- [PROBLEMS TO SOLVE]:
• a. In the text on civil liberties, switch "Drafting" to "Writing" and give the passage from "ALEC is responsible" up to and including "against ecological advocates.".
• b. Condense the paragraph of the civil liberties text that begins "ALEC corporations are engaged in a war" into a shorter version that keeps its main facts.

- [TEXT SHOWN]:
^^^^^^^^^^^^^^^^

Civil Liberties & Political Repression
ALEC corporations are engaged in a war against the civil liberties of social justice, environmental, and animal rights activists. Through the passage of increasingly repressive and draconian legislation, ALEC corporations are silencing political dissent by singling out the effective movements that oppose their control by labeling them as terrorists or eco-terrorists. These fear mongering tactics not only unfairly criminalize activity that targets a specific industries, they produce a broader chilling effect on free speech and freedom of assembly.
ALEC is responsible for:
- The passage of AETA (Animal Enterprise Terrorism Act) which denies equal protection to social justice activists and restricts freedom of speech and assembly. AETA brands as terrorism any activities that cross a state line and interfere with the operation of an animal enterprise or of any entity that deals with one. Such activities may include website posts, peaceful vigils, nonviolent civil disobedience, undercover investigations, and whistle-blowing.
- Drafting a revamped broader version entitled Animal and Ecological Terrorism Act.
- Drafting ECO-PLAN (Environmental Corrupt Organizations-Preventative Legislation and Neutralization), which seeks to use RICO-style anti-corruption laws against ecological advocates.
- Introducing model “eco-terrorism” legislation that has already been introduced in at least 16 states.
- Drafting “Ag-Gag” Bills which criminalize photography, or video or audio recording, of what goes on at factory farms, animal experimentation labs, and other facilities.
While this list contains some of the worst examples of corporations eroding our civil liberties, all of ALEC’s Big Ag, Pharmaceutical and Biomedical corporate members are responsible the current state of political repression.
Monsanto – In a recent investigation by Jeremy Scahill in The Nation, it was revealed that subsidiaries of the mercenary firm Blackwater were hired by biotech giant Monsanto spy on animal rights and environmental activists in an effort to infiltrate their organizations and thwart their campaigning efforts.

^^^^^^^^^^^^^^^^

- [PROVIDED DATA]:
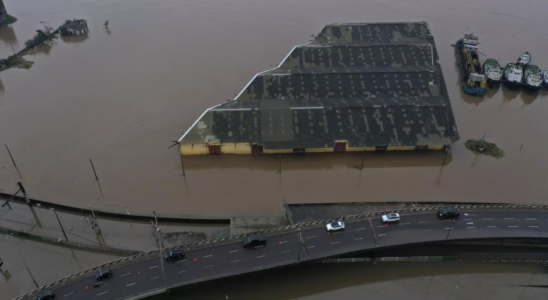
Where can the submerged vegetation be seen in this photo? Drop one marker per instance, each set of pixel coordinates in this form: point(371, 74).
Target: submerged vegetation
point(485, 147)
point(8, 19)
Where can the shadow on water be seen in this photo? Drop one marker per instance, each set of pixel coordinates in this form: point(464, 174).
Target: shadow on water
point(7, 35)
point(74, 39)
point(315, 279)
point(315, 161)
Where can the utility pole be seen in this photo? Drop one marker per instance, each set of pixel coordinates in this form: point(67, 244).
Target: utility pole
point(93, 168)
point(33, 280)
point(62, 229)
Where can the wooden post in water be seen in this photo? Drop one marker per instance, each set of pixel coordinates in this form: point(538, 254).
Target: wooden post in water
point(93, 167)
point(12, 160)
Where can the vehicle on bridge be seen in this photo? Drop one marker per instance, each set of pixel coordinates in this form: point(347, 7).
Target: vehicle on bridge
point(46, 296)
point(103, 274)
point(335, 226)
point(174, 254)
point(449, 213)
point(391, 218)
point(256, 240)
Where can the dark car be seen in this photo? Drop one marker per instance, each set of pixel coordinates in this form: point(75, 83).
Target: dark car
point(103, 274)
point(46, 296)
point(255, 240)
point(174, 254)
point(448, 213)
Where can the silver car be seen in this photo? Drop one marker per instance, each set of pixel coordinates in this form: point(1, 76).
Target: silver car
point(391, 218)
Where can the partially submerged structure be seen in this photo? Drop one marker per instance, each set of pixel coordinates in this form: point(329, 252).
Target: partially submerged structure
point(356, 87)
point(74, 27)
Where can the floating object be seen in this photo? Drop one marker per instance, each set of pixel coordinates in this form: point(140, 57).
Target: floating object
point(493, 72)
point(532, 79)
point(474, 82)
point(512, 76)
point(524, 59)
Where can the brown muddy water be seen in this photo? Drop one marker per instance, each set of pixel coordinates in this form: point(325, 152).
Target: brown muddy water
point(409, 281)
point(121, 96)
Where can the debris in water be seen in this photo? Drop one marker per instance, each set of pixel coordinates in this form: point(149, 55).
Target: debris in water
point(484, 147)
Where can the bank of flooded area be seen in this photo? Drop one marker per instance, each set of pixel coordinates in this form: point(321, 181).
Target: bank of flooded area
point(390, 280)
point(120, 96)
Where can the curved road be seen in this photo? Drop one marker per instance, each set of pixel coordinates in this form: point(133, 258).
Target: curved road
point(155, 274)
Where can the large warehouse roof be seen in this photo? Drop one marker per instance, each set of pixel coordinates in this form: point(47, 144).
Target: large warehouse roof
point(372, 85)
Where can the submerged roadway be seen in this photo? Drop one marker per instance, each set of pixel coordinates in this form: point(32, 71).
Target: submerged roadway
point(156, 274)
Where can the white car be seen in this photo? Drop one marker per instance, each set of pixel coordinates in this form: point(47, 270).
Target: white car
point(391, 218)
point(335, 226)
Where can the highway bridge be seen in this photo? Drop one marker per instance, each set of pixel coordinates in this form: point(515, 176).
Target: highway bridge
point(138, 278)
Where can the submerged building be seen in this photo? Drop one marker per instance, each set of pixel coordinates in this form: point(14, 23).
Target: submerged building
point(356, 87)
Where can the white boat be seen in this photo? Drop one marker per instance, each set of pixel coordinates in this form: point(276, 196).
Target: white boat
point(524, 59)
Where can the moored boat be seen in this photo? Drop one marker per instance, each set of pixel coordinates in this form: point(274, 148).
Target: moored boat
point(476, 84)
point(524, 59)
point(512, 76)
point(493, 72)
point(532, 79)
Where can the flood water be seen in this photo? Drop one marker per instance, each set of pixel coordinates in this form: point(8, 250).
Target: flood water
point(410, 281)
point(121, 96)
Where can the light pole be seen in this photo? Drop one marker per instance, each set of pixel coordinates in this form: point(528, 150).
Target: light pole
point(33, 280)
point(62, 229)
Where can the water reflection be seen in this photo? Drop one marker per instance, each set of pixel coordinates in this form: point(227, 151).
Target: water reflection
point(315, 161)
point(74, 39)
point(7, 35)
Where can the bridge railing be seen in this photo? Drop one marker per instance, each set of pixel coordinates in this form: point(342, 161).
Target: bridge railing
point(273, 231)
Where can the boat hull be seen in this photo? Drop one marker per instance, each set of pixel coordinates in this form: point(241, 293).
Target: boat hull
point(474, 91)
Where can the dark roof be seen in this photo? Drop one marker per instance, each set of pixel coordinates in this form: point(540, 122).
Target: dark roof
point(370, 84)
point(77, 25)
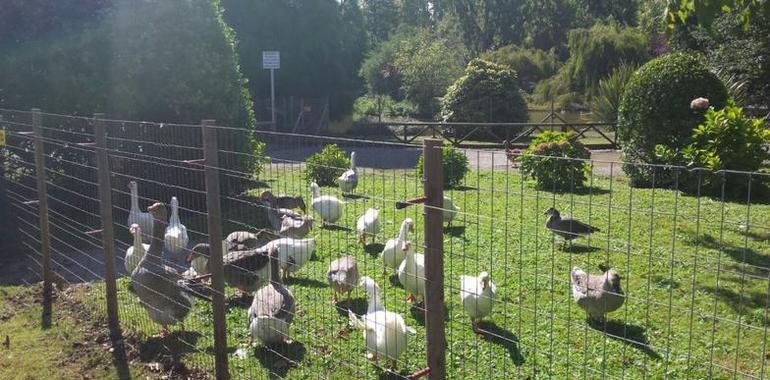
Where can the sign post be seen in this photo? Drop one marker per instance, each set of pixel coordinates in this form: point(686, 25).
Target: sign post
point(271, 60)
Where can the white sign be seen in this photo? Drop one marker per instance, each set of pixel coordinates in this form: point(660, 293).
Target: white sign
point(271, 60)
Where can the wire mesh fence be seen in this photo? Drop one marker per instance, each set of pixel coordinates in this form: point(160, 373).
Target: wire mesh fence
point(596, 279)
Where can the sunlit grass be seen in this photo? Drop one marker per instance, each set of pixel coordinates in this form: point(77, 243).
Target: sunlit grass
point(696, 285)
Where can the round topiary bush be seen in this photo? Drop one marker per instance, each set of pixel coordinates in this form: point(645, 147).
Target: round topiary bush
point(655, 109)
point(487, 93)
point(557, 161)
point(325, 166)
point(455, 165)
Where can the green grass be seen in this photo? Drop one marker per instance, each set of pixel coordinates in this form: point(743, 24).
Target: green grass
point(696, 286)
point(69, 349)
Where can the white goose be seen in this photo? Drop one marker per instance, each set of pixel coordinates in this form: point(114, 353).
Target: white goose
point(329, 207)
point(395, 249)
point(477, 295)
point(176, 233)
point(136, 252)
point(368, 225)
point(349, 179)
point(411, 274)
point(136, 216)
point(385, 332)
point(293, 254)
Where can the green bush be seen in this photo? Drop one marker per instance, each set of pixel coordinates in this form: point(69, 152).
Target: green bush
point(604, 105)
point(556, 160)
point(727, 140)
point(655, 109)
point(488, 92)
point(455, 165)
point(530, 65)
point(325, 166)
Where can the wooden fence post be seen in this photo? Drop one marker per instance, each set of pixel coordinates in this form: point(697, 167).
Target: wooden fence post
point(213, 205)
point(108, 229)
point(434, 258)
point(45, 235)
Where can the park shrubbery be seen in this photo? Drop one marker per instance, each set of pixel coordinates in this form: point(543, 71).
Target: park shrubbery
point(557, 161)
point(655, 109)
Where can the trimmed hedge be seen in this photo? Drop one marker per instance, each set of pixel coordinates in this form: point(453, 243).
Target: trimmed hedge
point(655, 109)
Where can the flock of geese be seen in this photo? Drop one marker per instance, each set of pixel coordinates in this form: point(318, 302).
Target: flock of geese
point(259, 263)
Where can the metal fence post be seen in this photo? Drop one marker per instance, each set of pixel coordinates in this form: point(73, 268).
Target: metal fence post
point(108, 232)
point(434, 258)
point(45, 236)
point(211, 159)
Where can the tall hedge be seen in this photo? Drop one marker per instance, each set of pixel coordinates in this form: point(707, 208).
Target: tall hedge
point(655, 109)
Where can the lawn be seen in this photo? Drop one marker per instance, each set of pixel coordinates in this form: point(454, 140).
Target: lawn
point(694, 270)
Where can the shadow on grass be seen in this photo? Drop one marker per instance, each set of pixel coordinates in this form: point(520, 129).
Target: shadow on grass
point(578, 248)
point(374, 249)
point(504, 338)
point(331, 227)
point(737, 253)
point(455, 231)
point(632, 335)
point(306, 282)
point(170, 349)
point(279, 358)
point(356, 305)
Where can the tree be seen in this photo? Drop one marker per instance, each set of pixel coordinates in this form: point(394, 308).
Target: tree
point(704, 12)
point(381, 18)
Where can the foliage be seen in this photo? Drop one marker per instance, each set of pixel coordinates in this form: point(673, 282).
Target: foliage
point(325, 166)
point(604, 105)
point(594, 54)
point(322, 43)
point(427, 67)
point(455, 165)
point(556, 160)
point(487, 92)
point(727, 140)
point(739, 56)
point(382, 105)
point(530, 65)
point(655, 109)
point(704, 12)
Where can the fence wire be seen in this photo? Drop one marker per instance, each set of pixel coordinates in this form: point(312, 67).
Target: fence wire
point(693, 263)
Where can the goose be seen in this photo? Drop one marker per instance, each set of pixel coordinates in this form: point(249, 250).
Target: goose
point(411, 274)
point(385, 332)
point(395, 250)
point(597, 294)
point(272, 309)
point(136, 216)
point(296, 228)
point(342, 276)
point(275, 213)
point(477, 295)
point(293, 253)
point(136, 252)
point(568, 228)
point(176, 233)
point(245, 270)
point(329, 207)
point(368, 225)
point(349, 179)
point(448, 208)
point(161, 290)
point(285, 201)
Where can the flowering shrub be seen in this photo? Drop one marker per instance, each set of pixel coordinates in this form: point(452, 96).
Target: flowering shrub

^^^^^^^^^^^^^^^^

- [RESPONSE LIST]:
• a.
ALEC is responsible for:
- The passage of AETA (Animal Enterprise Terrorism Act) which denies equal protection to social justice activists and restricts freedom of speech and assembly. AETA brands as terrorism any activities that cross a state line and interfere with the operation of an animal enterprise or of any entity that deals with one. Such activities may include website posts, peaceful vigils, nonviolent civil disobedience, undercover investigations, and whistle-blowing.
- Writing a revamped broader version entitled Animal and Ecological Terrorism Act.
- Writing ECO-PLAN (Environmental Corrupt Organizations-Preventative Legislation and Neutralization), which seeks to use RICO-style anti-corruption laws against ecological advocates.

• b. ALEC corporations are waging a war on the civil liberties of social justice, environmental, and animal rights activists. Through increasingly repressive legislation, they silence political dissent by labeling the effective movements that oppose them as terrorists or eco-terrorists. These tactics unfairly criminalize activity aimed at particular industries and have a broader chilling effect on free speech and freedom of assembly.